Point annotation data
Start
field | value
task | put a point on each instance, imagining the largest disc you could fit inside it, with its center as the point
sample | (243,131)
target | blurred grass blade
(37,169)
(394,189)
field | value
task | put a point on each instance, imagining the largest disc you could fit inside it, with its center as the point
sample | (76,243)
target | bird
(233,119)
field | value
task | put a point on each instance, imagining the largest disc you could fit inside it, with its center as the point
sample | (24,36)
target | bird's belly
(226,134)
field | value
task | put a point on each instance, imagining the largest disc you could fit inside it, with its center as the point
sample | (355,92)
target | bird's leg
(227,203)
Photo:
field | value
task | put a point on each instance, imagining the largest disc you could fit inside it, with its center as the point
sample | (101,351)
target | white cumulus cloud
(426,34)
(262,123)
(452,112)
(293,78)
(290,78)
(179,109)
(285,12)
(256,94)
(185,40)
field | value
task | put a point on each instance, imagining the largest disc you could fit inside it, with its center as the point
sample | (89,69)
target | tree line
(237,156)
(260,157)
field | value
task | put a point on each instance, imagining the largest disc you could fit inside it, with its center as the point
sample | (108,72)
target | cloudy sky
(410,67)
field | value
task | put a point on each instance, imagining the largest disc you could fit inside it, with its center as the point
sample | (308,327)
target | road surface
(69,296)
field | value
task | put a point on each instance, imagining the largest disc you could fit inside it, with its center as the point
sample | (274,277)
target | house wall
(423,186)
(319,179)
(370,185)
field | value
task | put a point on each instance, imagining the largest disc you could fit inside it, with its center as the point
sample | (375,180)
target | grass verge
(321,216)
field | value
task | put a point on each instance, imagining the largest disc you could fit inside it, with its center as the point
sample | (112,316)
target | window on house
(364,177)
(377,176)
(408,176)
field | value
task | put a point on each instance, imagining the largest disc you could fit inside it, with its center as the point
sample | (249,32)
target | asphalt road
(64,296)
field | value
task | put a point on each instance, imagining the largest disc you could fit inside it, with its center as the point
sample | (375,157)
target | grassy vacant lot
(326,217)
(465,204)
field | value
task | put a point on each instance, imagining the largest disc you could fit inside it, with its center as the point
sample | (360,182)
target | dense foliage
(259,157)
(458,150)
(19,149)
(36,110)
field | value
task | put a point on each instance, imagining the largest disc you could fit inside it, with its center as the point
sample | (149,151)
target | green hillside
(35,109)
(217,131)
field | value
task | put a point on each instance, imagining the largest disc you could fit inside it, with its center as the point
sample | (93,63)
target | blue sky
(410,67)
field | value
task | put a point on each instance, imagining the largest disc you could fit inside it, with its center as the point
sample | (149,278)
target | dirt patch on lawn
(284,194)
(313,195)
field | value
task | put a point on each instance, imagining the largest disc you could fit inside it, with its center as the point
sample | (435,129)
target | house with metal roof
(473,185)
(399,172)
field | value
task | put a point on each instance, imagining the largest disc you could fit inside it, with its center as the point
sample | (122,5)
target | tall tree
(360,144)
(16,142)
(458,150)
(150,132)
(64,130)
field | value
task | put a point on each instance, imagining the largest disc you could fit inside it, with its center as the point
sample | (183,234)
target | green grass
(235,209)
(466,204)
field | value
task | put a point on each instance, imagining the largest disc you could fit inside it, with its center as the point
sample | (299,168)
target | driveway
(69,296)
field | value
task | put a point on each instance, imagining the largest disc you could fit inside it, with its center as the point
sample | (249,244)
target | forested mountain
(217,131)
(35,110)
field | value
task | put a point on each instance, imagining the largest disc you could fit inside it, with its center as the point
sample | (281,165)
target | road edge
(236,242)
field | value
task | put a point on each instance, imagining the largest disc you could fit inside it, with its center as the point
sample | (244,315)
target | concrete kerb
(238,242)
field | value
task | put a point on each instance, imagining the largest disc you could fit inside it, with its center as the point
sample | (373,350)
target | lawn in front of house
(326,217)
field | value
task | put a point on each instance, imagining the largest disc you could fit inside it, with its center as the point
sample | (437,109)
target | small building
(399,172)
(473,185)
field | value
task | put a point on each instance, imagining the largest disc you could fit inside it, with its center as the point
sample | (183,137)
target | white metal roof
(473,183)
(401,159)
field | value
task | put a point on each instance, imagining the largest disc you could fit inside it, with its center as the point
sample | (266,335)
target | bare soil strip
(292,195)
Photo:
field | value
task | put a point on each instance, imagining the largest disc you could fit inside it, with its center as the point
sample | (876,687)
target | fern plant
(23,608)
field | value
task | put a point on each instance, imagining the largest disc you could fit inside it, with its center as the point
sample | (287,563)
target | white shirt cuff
End
Task to complete – Please gather every line above that contains the word "lawn", treating uppercase and lowercase as different.

Finished answer –
target | dirt patch on lawn
target | lawn in front of house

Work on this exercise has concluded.